• TASK PROMPT
Locate the line that contains "# indicate every instance of the orange" in the entries below, then repeat it and every following line through the line that contains "# indicate every instance of the chair", exactly, and no others.
Start of DATA FOR REVIEW
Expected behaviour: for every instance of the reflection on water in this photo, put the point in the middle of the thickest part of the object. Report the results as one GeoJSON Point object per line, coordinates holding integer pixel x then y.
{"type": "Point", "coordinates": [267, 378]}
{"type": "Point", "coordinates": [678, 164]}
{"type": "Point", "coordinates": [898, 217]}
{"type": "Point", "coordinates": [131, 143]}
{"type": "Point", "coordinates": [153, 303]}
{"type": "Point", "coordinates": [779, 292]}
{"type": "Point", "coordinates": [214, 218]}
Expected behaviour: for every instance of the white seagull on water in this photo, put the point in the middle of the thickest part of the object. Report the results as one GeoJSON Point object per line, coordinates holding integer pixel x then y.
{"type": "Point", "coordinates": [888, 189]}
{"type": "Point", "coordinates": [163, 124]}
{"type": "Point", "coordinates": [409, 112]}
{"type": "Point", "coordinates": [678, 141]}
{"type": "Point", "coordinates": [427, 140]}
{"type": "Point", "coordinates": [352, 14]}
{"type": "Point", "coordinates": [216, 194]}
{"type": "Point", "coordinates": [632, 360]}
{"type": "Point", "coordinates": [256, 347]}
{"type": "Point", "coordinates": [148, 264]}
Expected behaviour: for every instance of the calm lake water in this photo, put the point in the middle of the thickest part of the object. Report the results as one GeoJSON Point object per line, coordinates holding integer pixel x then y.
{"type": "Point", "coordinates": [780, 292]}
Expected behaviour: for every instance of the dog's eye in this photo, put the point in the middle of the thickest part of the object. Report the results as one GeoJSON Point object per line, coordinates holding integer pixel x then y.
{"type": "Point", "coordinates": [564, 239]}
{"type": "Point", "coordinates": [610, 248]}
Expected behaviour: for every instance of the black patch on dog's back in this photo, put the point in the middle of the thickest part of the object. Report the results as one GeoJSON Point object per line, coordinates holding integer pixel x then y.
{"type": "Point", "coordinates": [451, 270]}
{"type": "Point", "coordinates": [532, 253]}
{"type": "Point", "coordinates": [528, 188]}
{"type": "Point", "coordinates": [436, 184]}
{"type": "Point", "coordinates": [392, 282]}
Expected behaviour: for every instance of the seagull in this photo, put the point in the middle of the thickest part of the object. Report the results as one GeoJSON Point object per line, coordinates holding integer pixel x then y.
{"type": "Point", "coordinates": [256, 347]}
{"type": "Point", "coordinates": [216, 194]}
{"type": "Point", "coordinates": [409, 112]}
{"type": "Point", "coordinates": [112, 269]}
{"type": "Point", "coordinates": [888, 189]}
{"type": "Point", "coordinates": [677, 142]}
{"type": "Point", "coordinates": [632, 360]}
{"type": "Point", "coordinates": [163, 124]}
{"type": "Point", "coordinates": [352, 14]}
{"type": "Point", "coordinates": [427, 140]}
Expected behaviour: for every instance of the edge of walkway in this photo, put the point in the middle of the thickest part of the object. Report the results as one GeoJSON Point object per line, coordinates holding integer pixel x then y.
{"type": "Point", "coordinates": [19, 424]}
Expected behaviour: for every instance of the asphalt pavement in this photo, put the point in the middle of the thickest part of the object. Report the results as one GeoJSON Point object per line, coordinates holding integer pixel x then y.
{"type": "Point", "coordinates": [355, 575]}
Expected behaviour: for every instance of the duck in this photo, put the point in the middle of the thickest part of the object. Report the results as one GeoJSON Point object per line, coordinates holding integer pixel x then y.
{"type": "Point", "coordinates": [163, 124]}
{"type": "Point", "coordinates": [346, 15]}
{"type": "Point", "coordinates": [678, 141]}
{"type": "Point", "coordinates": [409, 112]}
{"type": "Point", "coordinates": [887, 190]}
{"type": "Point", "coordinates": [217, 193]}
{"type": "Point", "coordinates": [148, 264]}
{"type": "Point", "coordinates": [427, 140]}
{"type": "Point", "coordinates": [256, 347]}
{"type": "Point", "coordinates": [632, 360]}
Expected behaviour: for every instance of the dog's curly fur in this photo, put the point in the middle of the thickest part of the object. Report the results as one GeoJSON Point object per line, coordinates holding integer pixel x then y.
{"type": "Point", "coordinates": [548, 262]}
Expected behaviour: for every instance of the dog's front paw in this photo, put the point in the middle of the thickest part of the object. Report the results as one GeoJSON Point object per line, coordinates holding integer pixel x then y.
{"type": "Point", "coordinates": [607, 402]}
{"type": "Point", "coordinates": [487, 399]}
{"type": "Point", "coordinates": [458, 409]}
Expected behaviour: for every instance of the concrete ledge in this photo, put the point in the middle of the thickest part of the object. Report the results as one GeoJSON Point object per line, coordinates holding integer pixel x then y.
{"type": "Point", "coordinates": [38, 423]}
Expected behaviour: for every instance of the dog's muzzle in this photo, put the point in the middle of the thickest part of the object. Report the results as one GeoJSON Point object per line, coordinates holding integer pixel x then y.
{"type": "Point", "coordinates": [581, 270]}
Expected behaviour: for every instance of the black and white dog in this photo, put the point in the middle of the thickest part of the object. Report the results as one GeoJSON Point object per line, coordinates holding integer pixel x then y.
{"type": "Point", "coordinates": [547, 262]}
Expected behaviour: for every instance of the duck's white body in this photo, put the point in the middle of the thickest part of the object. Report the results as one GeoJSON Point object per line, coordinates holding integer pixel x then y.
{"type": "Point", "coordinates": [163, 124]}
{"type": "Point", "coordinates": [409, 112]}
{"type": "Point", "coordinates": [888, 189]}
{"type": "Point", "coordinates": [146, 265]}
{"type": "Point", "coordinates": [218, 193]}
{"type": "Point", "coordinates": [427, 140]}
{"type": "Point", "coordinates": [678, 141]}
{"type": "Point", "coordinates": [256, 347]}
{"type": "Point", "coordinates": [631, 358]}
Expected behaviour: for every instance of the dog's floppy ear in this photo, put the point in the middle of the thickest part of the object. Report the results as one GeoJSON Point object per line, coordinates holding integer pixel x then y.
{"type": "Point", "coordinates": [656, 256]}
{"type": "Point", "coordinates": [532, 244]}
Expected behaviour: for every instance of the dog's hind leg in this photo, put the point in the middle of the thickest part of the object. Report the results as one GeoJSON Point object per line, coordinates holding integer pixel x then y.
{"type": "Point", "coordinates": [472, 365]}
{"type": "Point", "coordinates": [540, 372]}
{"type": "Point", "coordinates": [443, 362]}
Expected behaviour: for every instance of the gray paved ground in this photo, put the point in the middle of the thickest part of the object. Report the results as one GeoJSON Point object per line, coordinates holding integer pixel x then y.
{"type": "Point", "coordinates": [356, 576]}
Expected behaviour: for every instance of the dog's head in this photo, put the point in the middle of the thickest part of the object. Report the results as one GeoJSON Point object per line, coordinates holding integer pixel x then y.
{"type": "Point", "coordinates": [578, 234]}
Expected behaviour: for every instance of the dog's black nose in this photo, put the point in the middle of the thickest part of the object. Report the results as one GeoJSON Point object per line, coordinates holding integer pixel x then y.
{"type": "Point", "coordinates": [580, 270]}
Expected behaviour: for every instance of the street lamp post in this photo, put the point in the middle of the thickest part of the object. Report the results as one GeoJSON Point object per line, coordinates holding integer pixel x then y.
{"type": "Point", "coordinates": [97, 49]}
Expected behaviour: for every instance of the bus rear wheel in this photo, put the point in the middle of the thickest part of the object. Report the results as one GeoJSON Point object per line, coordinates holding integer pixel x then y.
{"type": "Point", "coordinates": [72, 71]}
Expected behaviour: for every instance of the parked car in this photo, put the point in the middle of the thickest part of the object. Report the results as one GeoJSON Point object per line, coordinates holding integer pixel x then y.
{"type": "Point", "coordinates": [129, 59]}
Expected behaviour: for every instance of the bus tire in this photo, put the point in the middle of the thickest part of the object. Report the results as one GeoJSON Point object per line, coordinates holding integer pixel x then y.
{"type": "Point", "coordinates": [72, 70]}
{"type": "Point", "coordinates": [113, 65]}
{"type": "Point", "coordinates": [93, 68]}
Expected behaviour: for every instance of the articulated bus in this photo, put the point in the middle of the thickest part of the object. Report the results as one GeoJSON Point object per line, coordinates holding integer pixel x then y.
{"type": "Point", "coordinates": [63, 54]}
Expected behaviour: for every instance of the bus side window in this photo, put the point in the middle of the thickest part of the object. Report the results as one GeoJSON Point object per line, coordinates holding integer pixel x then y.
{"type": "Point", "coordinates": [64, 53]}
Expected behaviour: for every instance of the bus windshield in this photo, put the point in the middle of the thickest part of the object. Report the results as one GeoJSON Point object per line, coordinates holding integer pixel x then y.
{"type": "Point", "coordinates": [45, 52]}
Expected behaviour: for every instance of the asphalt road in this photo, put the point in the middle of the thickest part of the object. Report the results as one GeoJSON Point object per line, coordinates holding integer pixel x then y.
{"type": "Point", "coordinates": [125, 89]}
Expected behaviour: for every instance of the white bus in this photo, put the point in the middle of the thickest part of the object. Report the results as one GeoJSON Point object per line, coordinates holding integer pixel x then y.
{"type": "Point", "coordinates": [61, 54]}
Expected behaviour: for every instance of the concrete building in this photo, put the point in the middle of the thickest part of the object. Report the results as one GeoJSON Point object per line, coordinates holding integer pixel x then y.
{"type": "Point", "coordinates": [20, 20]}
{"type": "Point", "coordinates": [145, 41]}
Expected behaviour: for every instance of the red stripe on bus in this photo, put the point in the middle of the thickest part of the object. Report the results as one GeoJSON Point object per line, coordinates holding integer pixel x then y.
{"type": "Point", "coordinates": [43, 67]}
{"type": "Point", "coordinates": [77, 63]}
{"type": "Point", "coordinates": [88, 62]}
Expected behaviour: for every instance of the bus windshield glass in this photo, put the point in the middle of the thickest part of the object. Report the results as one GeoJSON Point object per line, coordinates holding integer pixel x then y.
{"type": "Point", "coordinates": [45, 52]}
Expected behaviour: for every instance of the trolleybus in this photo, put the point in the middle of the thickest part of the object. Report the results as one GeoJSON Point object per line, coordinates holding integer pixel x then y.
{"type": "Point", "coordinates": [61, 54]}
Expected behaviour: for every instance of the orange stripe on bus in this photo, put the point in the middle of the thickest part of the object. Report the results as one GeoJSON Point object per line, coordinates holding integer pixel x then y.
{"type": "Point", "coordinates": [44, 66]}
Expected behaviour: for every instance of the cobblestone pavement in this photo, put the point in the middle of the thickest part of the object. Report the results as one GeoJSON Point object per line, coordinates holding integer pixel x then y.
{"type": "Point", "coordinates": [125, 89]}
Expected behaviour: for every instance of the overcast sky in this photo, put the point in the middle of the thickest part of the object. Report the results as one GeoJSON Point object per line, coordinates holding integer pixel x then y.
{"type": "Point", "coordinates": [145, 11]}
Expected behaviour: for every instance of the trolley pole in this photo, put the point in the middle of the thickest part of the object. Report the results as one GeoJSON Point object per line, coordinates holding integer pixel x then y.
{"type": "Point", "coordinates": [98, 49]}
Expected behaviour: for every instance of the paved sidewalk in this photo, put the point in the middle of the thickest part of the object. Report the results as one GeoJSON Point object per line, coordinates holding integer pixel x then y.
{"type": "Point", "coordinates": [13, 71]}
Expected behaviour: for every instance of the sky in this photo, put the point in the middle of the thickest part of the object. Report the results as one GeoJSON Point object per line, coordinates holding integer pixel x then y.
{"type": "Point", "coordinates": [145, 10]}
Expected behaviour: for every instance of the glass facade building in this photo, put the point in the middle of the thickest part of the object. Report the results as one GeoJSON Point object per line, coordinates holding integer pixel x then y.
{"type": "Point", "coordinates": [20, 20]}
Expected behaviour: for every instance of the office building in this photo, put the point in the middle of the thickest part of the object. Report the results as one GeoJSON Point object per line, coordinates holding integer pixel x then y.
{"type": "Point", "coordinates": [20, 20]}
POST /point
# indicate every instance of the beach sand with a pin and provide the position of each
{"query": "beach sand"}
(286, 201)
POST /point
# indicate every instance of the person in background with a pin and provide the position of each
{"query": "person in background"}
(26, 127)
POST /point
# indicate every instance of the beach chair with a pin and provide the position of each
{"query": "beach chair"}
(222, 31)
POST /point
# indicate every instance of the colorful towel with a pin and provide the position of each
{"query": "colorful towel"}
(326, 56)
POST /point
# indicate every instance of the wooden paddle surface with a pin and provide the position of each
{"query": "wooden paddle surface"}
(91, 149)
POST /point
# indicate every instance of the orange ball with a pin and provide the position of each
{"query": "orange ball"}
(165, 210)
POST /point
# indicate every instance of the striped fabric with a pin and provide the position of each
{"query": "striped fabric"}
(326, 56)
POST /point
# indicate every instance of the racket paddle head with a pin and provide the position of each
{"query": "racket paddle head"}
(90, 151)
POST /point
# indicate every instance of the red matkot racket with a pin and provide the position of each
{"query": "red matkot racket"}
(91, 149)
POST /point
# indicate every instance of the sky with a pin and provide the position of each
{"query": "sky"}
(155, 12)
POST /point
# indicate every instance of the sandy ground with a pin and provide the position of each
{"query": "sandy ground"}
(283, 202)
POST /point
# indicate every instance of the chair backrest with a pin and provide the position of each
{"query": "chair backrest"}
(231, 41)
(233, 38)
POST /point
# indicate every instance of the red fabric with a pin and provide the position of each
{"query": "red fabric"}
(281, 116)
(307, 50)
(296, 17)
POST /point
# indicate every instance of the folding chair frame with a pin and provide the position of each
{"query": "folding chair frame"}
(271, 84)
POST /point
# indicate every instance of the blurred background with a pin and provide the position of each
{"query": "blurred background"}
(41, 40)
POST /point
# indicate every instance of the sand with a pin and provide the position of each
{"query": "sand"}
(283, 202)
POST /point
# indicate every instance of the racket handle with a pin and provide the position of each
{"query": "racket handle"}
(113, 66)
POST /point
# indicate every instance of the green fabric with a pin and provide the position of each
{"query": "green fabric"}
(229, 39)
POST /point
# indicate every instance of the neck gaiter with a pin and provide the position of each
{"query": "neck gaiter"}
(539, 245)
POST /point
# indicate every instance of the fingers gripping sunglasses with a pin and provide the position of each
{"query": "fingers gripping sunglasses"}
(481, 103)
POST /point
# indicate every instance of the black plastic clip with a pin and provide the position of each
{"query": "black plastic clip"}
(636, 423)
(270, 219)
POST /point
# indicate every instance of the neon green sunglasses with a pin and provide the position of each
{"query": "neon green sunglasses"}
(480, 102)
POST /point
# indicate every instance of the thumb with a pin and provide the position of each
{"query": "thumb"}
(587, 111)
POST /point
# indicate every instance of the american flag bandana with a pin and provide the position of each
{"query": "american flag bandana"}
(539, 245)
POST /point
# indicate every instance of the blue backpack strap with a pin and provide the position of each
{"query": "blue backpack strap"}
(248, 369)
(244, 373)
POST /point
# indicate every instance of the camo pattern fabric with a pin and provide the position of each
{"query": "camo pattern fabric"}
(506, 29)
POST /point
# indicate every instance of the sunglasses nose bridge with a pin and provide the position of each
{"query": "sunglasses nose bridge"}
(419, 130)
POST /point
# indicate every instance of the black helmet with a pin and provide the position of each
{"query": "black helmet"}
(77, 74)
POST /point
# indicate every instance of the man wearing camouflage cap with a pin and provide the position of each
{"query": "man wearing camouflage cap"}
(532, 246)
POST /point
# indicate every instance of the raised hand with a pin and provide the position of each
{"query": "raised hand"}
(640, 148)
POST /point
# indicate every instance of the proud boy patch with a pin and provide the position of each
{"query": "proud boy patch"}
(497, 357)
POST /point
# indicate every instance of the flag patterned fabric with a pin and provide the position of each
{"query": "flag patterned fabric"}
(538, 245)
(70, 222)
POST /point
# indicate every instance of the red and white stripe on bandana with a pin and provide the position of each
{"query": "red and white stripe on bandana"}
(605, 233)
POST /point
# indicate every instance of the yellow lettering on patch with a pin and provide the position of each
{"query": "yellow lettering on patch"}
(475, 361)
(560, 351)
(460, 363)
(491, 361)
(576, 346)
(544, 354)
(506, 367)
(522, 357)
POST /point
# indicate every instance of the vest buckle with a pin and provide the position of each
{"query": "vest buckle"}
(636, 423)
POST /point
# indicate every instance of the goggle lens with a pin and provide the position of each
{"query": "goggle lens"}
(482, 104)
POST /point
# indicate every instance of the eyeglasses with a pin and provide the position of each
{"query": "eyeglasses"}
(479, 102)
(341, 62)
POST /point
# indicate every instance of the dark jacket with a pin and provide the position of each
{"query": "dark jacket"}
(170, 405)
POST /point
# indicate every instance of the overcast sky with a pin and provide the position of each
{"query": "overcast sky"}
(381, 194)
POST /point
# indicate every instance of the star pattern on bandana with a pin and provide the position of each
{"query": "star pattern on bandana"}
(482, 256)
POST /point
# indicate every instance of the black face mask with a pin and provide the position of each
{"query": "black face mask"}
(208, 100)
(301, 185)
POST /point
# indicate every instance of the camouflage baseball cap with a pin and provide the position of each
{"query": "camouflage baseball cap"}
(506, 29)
End of DATA FOR REVIEW
• RESPONSE TO THIS TASK
# indicate every instance of the orange ball with a pin and provide the position of each
{"query": "orange ball"}
(165, 210)
POST /point
# indicate every instance of the striped fabric with a pin and provide the position of each
{"query": "striped fabric"}
(326, 56)
POST /point
# indicate every instance of the racket paddle head with a pin and provide the position of each
{"query": "racket paddle head"}
(90, 151)
POST /point
# indicate every instance of the red matkot racket with a pin and provide the position of each
{"query": "red matkot racket"}
(91, 149)
POST /point
# indicate every instance of the sky with a pin and provide the position of each
{"query": "sky"}
(155, 12)
POST /point
# indicate every instance of the sandy ground with a pin and provide the position of each
{"query": "sandy ground"}
(283, 202)
POST /point
# indicate every instance of the chair backrest with a pin and provide the position of each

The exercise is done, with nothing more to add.